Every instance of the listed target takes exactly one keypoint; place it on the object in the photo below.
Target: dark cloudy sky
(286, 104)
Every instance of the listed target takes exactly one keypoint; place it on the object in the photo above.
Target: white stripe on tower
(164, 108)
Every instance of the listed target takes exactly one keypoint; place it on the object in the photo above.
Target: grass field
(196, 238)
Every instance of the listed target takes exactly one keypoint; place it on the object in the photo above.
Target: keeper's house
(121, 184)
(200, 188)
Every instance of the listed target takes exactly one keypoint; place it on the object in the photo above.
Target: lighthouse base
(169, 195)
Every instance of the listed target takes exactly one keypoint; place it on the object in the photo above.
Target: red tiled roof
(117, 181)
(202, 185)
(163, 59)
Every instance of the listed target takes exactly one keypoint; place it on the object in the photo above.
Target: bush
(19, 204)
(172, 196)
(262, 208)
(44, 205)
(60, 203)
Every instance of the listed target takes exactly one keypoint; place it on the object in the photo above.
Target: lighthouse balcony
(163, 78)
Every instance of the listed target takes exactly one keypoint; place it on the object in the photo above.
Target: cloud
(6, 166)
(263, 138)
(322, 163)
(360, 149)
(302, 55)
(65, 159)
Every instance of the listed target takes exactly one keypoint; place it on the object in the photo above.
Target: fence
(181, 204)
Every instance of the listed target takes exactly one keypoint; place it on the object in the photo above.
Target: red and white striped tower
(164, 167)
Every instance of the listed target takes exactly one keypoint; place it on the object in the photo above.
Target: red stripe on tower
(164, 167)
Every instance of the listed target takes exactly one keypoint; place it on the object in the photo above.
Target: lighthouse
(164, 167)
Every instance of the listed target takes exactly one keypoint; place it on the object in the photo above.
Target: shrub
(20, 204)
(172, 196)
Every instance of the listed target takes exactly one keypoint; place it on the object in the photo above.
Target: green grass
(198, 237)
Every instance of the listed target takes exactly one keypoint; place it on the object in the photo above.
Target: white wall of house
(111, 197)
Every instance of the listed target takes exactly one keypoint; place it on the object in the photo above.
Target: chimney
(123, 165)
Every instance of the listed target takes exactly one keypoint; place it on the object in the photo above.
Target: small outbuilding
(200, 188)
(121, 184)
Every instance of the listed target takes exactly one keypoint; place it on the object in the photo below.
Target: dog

§ What is expected: Every entry above needs to be duplicated exactly.

§ Solution to this task:
Every instance of the listed target takes exactly one keypoint; place it on the object in the photo below.
Target: dark cloudy sky
(286, 104)
Every instance of the listed target takes exactly one keypoint; place it on the object in the photo above.
Target: white stripe on tower
(164, 108)
Every instance of the listed target takes exactly one keypoint; place it on the object in the photo above.
Target: grass field
(196, 238)
Every instance of the listed target takes exactly one keypoint; place it on the object in the photo above.
Target: keeper's house
(121, 184)
(200, 188)
Every instance of the listed target takes exactly one keypoint; place it on the object in the photo above.
Target: lighthouse base
(169, 195)
Every instance of the listed target takes exactly one keypoint; place it on the object in the photo above.
Target: red tiled roof
(117, 181)
(202, 185)
(163, 59)
Every instance of the listed target takes exactly one keypoint; place it on the object in the photo above.
Target: bush
(19, 204)
(172, 196)
(262, 208)
(44, 205)
(60, 203)
Every instance of the listed target takes exactly one keypoint; place it on the object in the photo above.
Target: lighthouse balcony
(163, 78)
Every instance of the listed target takes exactly one keypoint; place it on the object in the photo above.
Target: cloud
(6, 166)
(263, 138)
(322, 163)
(360, 149)
(302, 55)
(65, 159)
Every instance of the listed target takes exactly one keypoint; place it on the object in the photo above.
Target: fence
(181, 204)
Every instance of the listed target takes exactly one keypoint; place it on the object in the photo above.
Target: red and white striped tower
(164, 167)
Every instance of the listed target takes exactly one keypoint; place it on the object in the photo above.
Target: red stripe on tower
(164, 167)
Every instance of the listed target takes exactly one keypoint; place it on the object in the photo above.
Target: lighthouse
(164, 167)
Every instance of the listed target takes exactly one keypoint; place it on the object in the photo above.
Target: shrub
(20, 204)
(172, 196)
Every instance of the listed target takes exactly one keypoint; place it on the object in the photo above.
Target: green grass
(198, 237)
Every instance of the listed target takes exactly one keypoint; place it on the object in the photo above.
Target: white wall of house
(111, 197)
Every instance of the listed target takes exactly one keypoint; place it on the object in the photo above.
Target: chimney
(123, 165)
Every instance of the listed target takes exactly one keypoint; place it on the object in the photo above.
Target: small outbuilding
(200, 188)
(121, 184)
Every instance of the listed target takes exactly one keypoint; place it on the object in the photo below.
Target: dog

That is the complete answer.